● Goal of the exercise
All entries should be output exactly as they stand.

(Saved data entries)
## Start
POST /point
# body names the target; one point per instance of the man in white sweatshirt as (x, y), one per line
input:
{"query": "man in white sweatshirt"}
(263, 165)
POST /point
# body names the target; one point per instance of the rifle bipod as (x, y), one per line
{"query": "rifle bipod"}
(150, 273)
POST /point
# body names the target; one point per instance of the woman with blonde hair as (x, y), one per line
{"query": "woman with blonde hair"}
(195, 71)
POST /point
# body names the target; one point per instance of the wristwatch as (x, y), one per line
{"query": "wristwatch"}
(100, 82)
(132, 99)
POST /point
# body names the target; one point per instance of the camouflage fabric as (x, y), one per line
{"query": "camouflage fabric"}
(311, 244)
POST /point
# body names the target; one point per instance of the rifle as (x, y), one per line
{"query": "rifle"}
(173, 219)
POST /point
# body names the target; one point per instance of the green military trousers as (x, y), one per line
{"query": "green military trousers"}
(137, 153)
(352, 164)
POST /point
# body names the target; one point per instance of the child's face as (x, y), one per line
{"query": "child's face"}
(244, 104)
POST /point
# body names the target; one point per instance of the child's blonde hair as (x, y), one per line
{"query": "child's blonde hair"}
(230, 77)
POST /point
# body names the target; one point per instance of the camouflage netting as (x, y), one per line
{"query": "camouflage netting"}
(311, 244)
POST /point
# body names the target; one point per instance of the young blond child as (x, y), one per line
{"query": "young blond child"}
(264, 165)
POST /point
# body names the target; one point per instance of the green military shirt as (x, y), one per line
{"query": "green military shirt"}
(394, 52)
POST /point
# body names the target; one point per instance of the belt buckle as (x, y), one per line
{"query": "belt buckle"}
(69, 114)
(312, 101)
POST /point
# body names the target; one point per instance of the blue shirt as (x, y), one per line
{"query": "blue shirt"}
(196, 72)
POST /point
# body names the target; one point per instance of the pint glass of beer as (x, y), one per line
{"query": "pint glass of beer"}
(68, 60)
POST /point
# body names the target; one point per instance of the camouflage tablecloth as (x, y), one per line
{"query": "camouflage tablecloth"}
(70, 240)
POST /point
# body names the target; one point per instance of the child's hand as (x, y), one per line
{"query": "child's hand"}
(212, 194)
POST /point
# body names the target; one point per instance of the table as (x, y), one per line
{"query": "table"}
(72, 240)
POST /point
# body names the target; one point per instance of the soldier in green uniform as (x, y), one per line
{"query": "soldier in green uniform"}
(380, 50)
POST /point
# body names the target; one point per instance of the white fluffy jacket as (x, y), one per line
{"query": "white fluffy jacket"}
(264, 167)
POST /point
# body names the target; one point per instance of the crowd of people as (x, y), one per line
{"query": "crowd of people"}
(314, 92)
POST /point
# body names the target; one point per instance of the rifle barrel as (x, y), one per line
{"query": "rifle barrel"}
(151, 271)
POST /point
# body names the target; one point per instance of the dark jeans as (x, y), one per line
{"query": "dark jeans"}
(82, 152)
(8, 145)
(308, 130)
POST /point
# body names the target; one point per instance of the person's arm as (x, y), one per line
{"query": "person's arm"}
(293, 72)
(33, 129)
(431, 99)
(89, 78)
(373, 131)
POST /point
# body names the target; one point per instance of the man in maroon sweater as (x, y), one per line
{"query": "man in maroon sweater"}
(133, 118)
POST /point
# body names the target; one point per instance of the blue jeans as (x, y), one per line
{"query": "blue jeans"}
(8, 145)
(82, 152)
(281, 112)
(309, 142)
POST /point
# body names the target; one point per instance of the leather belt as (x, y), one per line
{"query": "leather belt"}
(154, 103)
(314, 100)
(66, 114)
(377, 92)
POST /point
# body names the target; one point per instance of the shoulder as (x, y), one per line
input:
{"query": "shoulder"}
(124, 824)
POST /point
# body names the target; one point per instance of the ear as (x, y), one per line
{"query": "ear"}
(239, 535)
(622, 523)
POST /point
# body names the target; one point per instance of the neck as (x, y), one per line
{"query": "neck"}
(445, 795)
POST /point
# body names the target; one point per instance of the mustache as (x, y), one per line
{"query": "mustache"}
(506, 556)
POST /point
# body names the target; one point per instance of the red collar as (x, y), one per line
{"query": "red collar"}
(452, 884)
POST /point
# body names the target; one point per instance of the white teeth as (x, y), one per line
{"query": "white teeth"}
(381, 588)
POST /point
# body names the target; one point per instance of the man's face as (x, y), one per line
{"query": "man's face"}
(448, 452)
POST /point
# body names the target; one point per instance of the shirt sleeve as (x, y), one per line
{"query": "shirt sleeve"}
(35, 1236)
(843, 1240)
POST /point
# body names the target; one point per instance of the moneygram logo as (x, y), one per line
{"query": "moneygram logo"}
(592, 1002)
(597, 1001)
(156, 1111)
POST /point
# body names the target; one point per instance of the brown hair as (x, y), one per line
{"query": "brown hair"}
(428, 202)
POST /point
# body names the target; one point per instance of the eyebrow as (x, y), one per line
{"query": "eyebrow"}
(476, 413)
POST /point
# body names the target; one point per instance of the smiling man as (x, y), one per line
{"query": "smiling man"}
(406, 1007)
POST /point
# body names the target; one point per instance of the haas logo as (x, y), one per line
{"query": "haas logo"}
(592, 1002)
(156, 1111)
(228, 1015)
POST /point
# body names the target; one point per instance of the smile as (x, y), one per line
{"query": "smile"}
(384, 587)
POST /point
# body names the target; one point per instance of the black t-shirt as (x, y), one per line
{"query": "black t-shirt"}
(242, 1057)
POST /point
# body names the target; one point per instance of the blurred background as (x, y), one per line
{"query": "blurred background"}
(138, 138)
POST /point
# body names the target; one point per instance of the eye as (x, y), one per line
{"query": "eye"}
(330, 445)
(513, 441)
## End
● Solution
POST /point
# body names the target; one point per instance of the man in white sweatshirt as (x, y), one per line
input:
{"query": "man in white sweatshirt"}
(263, 165)
POST /point
# body names the target; one point per instance of the rifle bipod as (x, y), one per line
{"query": "rifle bipod"}
(150, 273)
POST /point
# body names the target; one point per instance of the woman with blonde hair as (x, y), one per line
{"query": "woman with blonde hair"}
(195, 71)
POST /point
# body names the target; one point per instance of the wristwatch as (x, y), one per line
{"query": "wristwatch"}
(100, 82)
(132, 99)
POST /point
# body names the target; one point per instance of the camouflage fabric as (x, y), one per line
{"query": "camouflage fabric"}
(311, 244)
POST /point
# body names the target; one point per instance of the rifle as (x, y), one per line
{"query": "rifle"}
(173, 219)
POST /point
# body names the target; one point per instance of the green military trousers as (x, y), one per line
{"query": "green military trousers"}
(137, 153)
(352, 164)
POST /point
# body names the target; one point per instance of the child's face as (x, y), one per line
{"query": "child's face"}
(244, 104)
POST /point
# body names the target; one point per instance of the child's blonde hair as (x, y), one per line
{"query": "child's blonde hair"}
(230, 77)
POST /point
# body names the target; one point per instance of the camouflage netting as (x, y), one per line
{"query": "camouflage netting"}
(311, 244)
POST /point
# body names the target; one point per instance of the young blond child as (x, y), one per line
{"query": "young blond child"}
(264, 165)
POST /point
# body names the target; one point per instance of the green military shirt as (x, y), one per line
{"query": "green military shirt"}
(394, 52)
POST /point
# body names the target; one point per instance of the belt buckle as (x, y), one per line
{"query": "belt buckle"}
(69, 114)
(312, 101)
POST /point
# body names the target; one point per instance of the blue shirt as (x, y), one per line
{"query": "blue shirt"}
(196, 72)
POST /point
# body names the target; one point per instance of the pint glass of beer as (x, y), one per line
{"query": "pint glass of beer"}
(68, 60)
POST /point
# body names the target; one point per instance of the camouflage tablecloth as (x, y), one per line
{"query": "camouflage tablecloth"}
(70, 240)
POST /point
# body names the target; one point per instance of the child's hand as (x, y), one per line
{"query": "child's hand"}
(212, 194)
POST /point
# body names the target; one point per instance of the table as (x, y), one per line
{"query": "table"}
(72, 240)
POST /point
# body names the target; one point per instance of the soldier in green uniform as (x, y), one per line
{"query": "soldier in green uniform"}
(380, 50)
POST /point
# body names the target; one point per instance of the white fluffy jacket as (x, y), one per line
{"query": "white fluffy jacket"}
(264, 167)
POST /point
# body names the target; one point per instance of the crowd of people as (x, y), one per line
{"query": "crowd of people"}
(314, 92)
POST /point
# body names the target; one point per instance of the rifle barrel as (x, y), one per line
{"query": "rifle barrel"}
(151, 271)
POST /point
# body names the target; one point per instance of the dark jeans as (x, y), one per line
{"query": "dark jeans"}
(82, 152)
(8, 145)
(308, 130)
POST /point
# body names the target; one point per instance of the person's arm as (x, y), one per line
{"query": "person's arm"}
(293, 72)
(33, 129)
(431, 99)
(89, 78)
(373, 131)
POST /point
# body names the target; one point per instance of the man in maroon sweater as (x, y), one per line
{"query": "man in maroon sweater"}
(133, 118)
POST /point
# body names the target; one point per instance of the blue jeans as (x, y), one per line
{"query": "blue jeans"}
(8, 145)
(82, 152)
(281, 112)
(309, 142)
POST /point
# body names the target; one point per instance of the leather belt as (x, y), one per line
{"query": "leather belt"}
(154, 103)
(314, 100)
(66, 114)
(377, 92)
POST /point
# body names the target; one point per instance of the shoulder as (x, y), one per line
input:
{"query": "shoulder"}
(124, 824)
POST /point
# body names the target; one point per instance of the ear as (x, y), one per line
{"query": "ear"}
(239, 535)
(622, 523)
POST /point
# body names the target; one point per instance of the neck as (x, y), one per line
{"query": "neck"}
(445, 795)
POST /point
# body names the target; one point per instance of the mustache as (x, y), one per line
{"query": "mustache"}
(506, 556)
POST /point
# body names the target; one point per instance of the red collar as (x, y), one per line
{"query": "red collar"}
(452, 884)
POST /point
# body names the target; one point per instance of the white teeth as (x, y), one per line
{"query": "white teeth"}
(381, 588)
POST /point
# body names the target; one point per instance of the man's face as (x, y), one per line
{"query": "man's face"}
(448, 452)
POST /point
# body names the target; one point per instance of the shirt sleeve as (x, y), one per line
{"query": "shirt sleeve"}
(35, 1236)
(843, 1240)
POST /point
# body names the target; one point per instance of the moneygram logo as (x, y), one per line
{"query": "moneygram logo"}
(592, 1002)
(597, 1001)
(156, 1111)
POST /point
# body names the target; one point per instance of the brown hair as (x, y), one per line
{"query": "brown hair"}
(428, 202)
POST /point
# body names the target; one point per instance of the eyebrow as (x, y), one per line
{"query": "eyebrow"}
(476, 413)
POST /point
# body names the target; one point per instance of the smiling man as (x, y), one per line
{"query": "smiling man"}
(406, 1007)
POST /point
# body names the target; one point per instance of the haas logo as (x, y), one per line
{"query": "haas logo"}
(592, 1002)
(156, 1111)
(228, 1015)
POST /point
# body names the target; one point per instance of the smile as (x, y), one per line
{"query": "smile"}
(384, 587)
POST /point
# body names the target; one point per instance of the black t-shirt as (x, y), one per line
{"query": "black t-shirt"}
(242, 1057)
POST /point
# body names the target; one point per instance of the blurred background as (x, y), one per line
{"query": "blurred background"}
(138, 138)
POST /point
# body names the target; one point per instance of the eye as (x, y), one per line
{"query": "eye"}
(330, 445)
(513, 441)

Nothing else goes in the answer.